- _TEXTE RETENU_
::::::

La colopathie fibrosante a été observée chez des patients atteints de fibrose kystique qui prenaient plus de 10 000 unités de lipase/kg de poids corporel par jour8.

Pour les enfants d’âge scolaire, le fait de prendre un grand nombre de capsules avec leur nourriture pourrait contribuer à leur stigmatisation, ce qui pourrait entraîner une faible observance du traitement et, par le fait même, une faible croissance et/ou une perte de poids. Les conséquences d’une application sous-optimale du TSEP pourraient être exposées au patient et à sa famille3.

Les doses peuvent être ajustées en fonction du gain de poids et de l’état des intestins pour que la plus faible dose efficace soit trouvée. Les signes et symptômes de malabsorption, comme la douleur, un excès de gaz et la fréquence et la consistance des selles, ne sont pas des indications pour l’ajustement de la posologie1.

En plus du TSEP, des suppléments de vitamines A, D, E et K devraient aussi être donnés en prophylaxie1.

::::::

- _CONSIGNE 1_
Recopiez le texte sur le TSEP, de « Pour les enfants » jusqu'à « donnés en prophylaxie1. ».
- _CONSIGNE 2_
Répondez d'après le texte sur le TSEP :
(a) Chez quels patients de fibrose kystique la colopathie fibrosante a-t-elle été observée ?
(b) En fonction de quoi les doses peuvent-elles être ajustées ?
(c) Quels suppléments de vitamines devraient être donnés en prophylaxie ?
Les enregistrements n'interviennent pas dans cet exercice.

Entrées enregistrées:
::::::

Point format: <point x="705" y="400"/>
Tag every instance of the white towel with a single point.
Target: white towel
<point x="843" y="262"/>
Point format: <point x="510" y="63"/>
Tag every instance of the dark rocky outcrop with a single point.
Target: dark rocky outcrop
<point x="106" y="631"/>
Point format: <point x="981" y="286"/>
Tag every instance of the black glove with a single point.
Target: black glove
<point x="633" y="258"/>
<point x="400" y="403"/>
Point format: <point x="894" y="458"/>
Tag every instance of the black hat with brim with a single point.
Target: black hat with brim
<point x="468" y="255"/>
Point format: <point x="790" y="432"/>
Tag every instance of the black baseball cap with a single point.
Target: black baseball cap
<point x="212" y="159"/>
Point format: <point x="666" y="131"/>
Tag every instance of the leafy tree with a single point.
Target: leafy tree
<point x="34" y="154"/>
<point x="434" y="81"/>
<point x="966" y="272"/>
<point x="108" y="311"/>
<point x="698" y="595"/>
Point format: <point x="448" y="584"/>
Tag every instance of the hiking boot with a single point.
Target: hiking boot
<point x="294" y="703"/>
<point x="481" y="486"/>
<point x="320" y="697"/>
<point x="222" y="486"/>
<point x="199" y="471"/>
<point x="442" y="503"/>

::::::

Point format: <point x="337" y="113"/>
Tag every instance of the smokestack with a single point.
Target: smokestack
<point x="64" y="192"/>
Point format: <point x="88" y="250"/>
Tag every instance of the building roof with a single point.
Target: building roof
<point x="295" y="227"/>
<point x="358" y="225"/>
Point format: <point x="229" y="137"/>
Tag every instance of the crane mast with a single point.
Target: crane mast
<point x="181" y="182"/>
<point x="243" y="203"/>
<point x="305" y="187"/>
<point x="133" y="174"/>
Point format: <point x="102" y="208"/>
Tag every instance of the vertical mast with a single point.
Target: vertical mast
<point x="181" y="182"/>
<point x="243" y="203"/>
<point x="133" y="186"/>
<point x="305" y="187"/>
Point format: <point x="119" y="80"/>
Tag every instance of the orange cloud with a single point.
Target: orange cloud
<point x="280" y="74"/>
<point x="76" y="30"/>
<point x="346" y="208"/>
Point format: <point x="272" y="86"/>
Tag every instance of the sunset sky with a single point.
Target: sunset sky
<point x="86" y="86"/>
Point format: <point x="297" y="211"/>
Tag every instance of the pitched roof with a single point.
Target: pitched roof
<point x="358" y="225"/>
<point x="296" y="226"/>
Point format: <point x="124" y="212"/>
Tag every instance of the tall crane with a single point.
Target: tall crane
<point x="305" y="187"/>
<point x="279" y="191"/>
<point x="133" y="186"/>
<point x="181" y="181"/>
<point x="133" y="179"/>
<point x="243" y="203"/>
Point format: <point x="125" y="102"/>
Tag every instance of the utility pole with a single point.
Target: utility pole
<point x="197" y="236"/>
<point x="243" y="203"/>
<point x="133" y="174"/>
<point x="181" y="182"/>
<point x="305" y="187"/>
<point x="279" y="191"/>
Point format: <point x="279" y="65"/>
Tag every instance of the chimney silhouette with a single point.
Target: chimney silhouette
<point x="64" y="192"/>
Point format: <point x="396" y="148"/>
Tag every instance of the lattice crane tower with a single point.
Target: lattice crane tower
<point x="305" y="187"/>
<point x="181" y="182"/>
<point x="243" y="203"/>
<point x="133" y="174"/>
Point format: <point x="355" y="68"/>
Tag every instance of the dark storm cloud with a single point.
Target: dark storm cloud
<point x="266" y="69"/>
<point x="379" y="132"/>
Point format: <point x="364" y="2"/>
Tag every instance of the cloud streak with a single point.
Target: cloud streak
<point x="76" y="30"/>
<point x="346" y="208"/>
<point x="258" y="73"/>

::::::

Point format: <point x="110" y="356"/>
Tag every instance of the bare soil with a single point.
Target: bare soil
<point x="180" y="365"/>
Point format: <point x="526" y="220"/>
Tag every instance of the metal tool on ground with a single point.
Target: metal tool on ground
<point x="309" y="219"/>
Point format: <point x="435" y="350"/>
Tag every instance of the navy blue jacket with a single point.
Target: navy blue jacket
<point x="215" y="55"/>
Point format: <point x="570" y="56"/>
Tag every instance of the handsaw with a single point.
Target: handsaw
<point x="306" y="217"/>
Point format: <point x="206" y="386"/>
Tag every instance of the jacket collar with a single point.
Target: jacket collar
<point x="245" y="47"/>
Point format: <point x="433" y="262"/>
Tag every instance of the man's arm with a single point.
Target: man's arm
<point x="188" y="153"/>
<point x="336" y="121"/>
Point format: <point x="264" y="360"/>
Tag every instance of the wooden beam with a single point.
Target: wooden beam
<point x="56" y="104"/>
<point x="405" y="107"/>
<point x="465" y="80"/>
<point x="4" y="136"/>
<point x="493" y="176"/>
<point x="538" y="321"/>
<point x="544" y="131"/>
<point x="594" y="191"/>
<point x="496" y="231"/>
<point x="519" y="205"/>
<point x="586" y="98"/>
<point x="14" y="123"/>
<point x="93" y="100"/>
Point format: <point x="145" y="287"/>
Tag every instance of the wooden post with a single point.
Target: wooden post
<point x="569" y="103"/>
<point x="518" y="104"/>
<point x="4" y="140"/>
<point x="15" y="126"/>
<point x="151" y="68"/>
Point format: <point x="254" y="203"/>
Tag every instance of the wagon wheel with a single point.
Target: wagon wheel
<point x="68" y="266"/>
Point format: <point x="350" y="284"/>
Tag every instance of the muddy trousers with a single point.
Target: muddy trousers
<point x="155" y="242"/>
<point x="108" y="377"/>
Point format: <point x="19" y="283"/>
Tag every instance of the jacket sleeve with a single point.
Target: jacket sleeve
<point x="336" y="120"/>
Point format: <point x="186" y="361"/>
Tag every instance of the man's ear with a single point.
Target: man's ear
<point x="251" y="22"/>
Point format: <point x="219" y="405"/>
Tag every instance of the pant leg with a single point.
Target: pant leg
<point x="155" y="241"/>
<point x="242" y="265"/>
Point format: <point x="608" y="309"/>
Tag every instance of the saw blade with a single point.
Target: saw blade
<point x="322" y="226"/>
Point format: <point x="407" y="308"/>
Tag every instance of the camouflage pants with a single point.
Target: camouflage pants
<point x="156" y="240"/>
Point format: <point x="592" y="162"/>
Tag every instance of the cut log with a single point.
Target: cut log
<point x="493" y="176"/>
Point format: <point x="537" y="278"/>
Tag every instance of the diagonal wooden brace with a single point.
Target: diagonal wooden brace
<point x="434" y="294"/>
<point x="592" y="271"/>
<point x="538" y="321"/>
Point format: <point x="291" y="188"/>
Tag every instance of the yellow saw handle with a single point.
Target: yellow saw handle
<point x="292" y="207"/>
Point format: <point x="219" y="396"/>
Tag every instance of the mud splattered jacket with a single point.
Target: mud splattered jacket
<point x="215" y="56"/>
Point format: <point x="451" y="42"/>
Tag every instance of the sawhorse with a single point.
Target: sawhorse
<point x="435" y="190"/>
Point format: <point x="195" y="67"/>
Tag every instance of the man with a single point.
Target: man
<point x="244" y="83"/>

::::::

- _ZONE DE RÉPONSE 1_
Pour les enfants d’âge scolaire, le fait de prendre un grand nombre de capsules avec leur nourriture pourrait contribuer à leur stigmatisation, ce qui pourrait entraîner une faible observance du traitement et, par le fait même, une faible croissance et/ou une perte de poids. Les conséquences d’une application sous-optimale du TSEP pourraient être exposées au patient et à sa famille3.

Les doses peuvent être ajustées en fonction du gain de poids et de l’état des intestins pour que la plus faible dose efficace soit trouvée. Les signes et symptômes de malabsorption, comme la douleur, un excès de gaz et la fréquence et la consistance des selles, ne sont pas des indications pour l’ajustement de la posologie1.

En plus du TSEP, des suppléments de vitamines A, D, E et K devraient aussi être donnés en prophylaxie1.

- _ZONE DE RÉPONSE 2_
(a) Chez ceux qui prenaient plus de 10 000 unités de lipase/kg de poids corporel par jour.
(b) En fonction du gain de poids et de l'état des intestins.
(c) Des suppléments de vitamines A, D, E et K.